Count the lines in the entries below that contain the string "petal", and reply with the number alone.

Position annotation records:
_ _ _

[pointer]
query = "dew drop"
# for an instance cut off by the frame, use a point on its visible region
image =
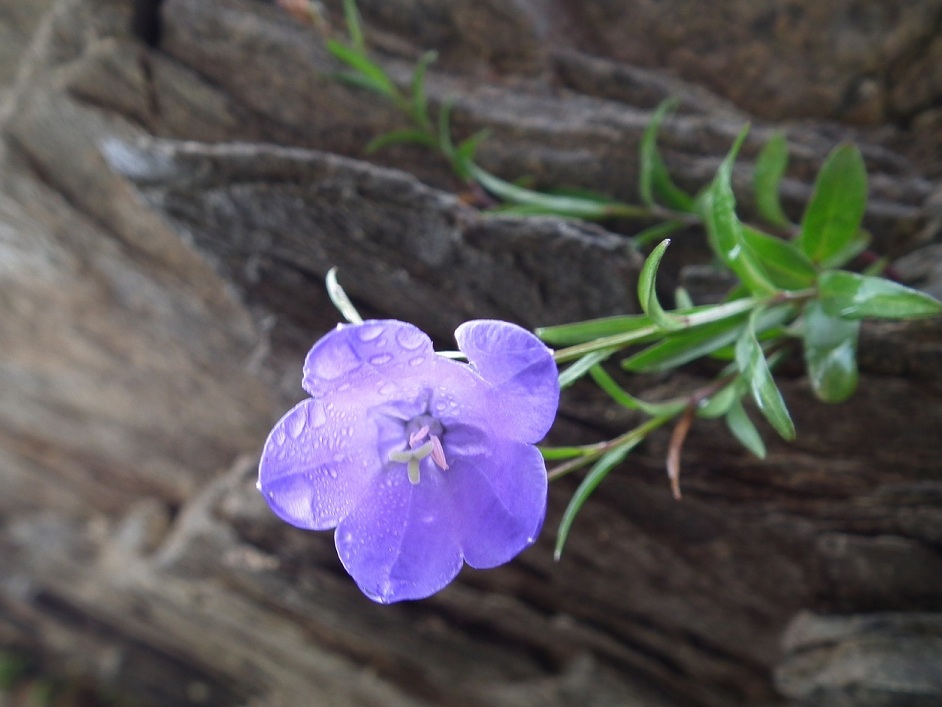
(410, 339)
(369, 332)
(318, 416)
(295, 425)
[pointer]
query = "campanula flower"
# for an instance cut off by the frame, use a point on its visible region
(420, 462)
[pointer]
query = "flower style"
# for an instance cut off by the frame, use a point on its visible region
(419, 461)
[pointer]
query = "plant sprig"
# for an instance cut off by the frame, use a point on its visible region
(791, 291)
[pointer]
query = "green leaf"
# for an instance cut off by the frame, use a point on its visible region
(654, 177)
(786, 266)
(767, 178)
(720, 402)
(582, 332)
(626, 399)
(851, 296)
(750, 359)
(832, 219)
(419, 99)
(724, 230)
(830, 348)
(397, 137)
(656, 232)
(854, 248)
(686, 345)
(743, 429)
(596, 474)
(352, 18)
(373, 76)
(647, 290)
(582, 366)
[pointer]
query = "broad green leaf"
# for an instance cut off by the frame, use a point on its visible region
(647, 290)
(750, 359)
(373, 75)
(582, 332)
(626, 399)
(787, 267)
(654, 178)
(767, 178)
(596, 474)
(578, 369)
(397, 137)
(724, 230)
(851, 296)
(684, 346)
(854, 248)
(830, 348)
(832, 219)
(743, 429)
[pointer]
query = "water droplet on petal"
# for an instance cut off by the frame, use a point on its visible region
(410, 339)
(368, 332)
(296, 425)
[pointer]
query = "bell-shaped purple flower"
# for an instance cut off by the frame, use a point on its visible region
(419, 461)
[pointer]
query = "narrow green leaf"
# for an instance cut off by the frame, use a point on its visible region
(654, 178)
(767, 178)
(720, 402)
(648, 156)
(647, 290)
(855, 247)
(851, 296)
(830, 349)
(419, 99)
(561, 453)
(837, 205)
(581, 332)
(787, 267)
(743, 429)
(582, 365)
(682, 299)
(352, 18)
(374, 77)
(626, 399)
(724, 230)
(596, 474)
(656, 232)
(396, 137)
(750, 359)
(686, 345)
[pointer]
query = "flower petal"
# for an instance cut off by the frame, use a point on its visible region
(400, 542)
(522, 372)
(317, 462)
(372, 361)
(501, 499)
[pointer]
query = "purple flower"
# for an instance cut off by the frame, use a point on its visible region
(420, 462)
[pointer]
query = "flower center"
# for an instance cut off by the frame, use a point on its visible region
(424, 441)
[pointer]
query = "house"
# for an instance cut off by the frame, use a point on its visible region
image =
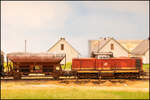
(129, 44)
(107, 45)
(62, 46)
(142, 50)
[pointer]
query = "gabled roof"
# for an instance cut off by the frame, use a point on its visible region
(103, 42)
(142, 48)
(66, 42)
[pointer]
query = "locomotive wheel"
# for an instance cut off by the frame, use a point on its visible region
(17, 75)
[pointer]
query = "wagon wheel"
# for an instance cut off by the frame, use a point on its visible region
(56, 75)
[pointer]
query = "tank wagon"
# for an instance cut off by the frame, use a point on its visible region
(35, 63)
(121, 67)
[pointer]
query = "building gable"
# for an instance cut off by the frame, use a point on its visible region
(60, 42)
(112, 39)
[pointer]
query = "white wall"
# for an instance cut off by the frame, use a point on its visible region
(70, 52)
(118, 51)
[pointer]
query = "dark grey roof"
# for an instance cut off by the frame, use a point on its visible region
(142, 48)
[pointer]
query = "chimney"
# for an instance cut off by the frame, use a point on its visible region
(62, 38)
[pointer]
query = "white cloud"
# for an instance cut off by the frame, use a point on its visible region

_ _ _

RESPONSE:
2